Transcribe the records below exactly as they appear.

· · · ·

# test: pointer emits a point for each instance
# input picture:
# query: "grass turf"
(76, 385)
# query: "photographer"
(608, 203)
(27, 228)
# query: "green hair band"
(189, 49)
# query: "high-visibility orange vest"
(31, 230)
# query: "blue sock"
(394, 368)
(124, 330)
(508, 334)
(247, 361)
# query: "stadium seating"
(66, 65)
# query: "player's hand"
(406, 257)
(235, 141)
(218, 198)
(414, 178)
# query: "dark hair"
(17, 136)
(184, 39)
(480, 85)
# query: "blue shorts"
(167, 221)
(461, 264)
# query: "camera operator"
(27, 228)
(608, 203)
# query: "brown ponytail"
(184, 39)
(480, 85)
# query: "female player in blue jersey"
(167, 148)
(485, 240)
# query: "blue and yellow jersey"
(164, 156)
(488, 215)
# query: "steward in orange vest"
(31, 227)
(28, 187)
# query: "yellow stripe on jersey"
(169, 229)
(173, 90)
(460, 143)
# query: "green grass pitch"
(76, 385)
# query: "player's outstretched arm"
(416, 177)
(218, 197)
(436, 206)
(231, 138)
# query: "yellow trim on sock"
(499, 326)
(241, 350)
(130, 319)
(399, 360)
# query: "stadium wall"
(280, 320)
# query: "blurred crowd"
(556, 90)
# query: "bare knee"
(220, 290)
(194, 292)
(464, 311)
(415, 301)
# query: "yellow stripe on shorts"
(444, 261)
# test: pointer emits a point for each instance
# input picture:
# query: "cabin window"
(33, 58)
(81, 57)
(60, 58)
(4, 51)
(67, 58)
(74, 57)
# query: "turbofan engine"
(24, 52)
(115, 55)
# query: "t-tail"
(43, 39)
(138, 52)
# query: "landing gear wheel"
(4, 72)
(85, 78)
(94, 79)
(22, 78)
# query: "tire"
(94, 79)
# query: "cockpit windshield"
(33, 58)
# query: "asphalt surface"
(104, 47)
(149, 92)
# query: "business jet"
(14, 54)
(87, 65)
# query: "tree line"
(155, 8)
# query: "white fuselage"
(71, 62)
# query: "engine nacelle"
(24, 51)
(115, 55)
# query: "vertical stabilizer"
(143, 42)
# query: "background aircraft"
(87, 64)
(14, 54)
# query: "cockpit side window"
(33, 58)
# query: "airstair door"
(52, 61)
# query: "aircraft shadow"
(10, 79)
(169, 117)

· · · ·

_Output of the exercise_
# test: pointer emits a point for each instance
# input picture:
# query: "grass turf"
(76, 385)
# query: "photographer"
(608, 203)
(27, 228)
# query: "green hair band"
(189, 49)
# query: "high-visibility orange vest"
(31, 230)
# query: "blue sock"
(394, 368)
(124, 330)
(508, 334)
(247, 361)
# query: "stadium seating"
(66, 65)
# query: "player's hand"
(406, 257)
(235, 141)
(218, 198)
(414, 178)
# query: "dark hair"
(17, 136)
(184, 39)
(480, 85)
# query: "blue shorts"
(167, 221)
(461, 264)
# query: "camera operator"
(27, 228)
(608, 203)
# query: "brown ponytail"
(184, 39)
(480, 85)
# query: "female player in blue jersey"
(167, 148)
(485, 240)
# query: "blue and yellow jersey"
(164, 156)
(488, 215)
# query: "steward in orange vest"
(31, 227)
(28, 187)
# query: "yellow stripe on jersey"
(169, 229)
(173, 90)
(460, 143)
# query: "green grass pitch"
(76, 385)
# query: "player's outstretched arm"
(416, 177)
(218, 197)
(436, 206)
(231, 138)
# query: "yellow trim on sock"
(499, 326)
(241, 350)
(130, 319)
(399, 360)
# query: "stadium wall"
(280, 320)
# query: "blurred crowd"
(556, 90)
# query: "bare knee"
(220, 290)
(194, 292)
(464, 311)
(415, 301)
# query: "yellow stripe on shorts"
(444, 261)
# test: pointer emits a point for each instance
# input picture:
# query: "cabin window"
(33, 58)
(81, 57)
(60, 58)
(4, 51)
(67, 58)
(74, 57)
# query: "turbofan engine"
(24, 52)
(115, 55)
# query: "t-tail"
(43, 39)
(138, 52)
# query: "landing gear wheel"
(4, 72)
(85, 78)
(94, 79)
(22, 78)
# query: "tire"
(94, 79)
# query: "cockpit windshield"
(33, 58)
# query: "asphalt surface"
(104, 47)
(149, 92)
# query: "business jet"
(14, 54)
(87, 65)
# query: "tree line"
(155, 8)
# query: "white fuselage"
(71, 62)
# query: "engine nacelle"
(24, 51)
(115, 55)
# query: "vertical stabilizer"
(143, 42)
# query: "background aircraft"
(87, 64)
(14, 54)
# query: "cockpit side window"
(33, 58)
# query: "airstair door"
(52, 61)
# query: "aircraft shadow"
(10, 79)
(169, 117)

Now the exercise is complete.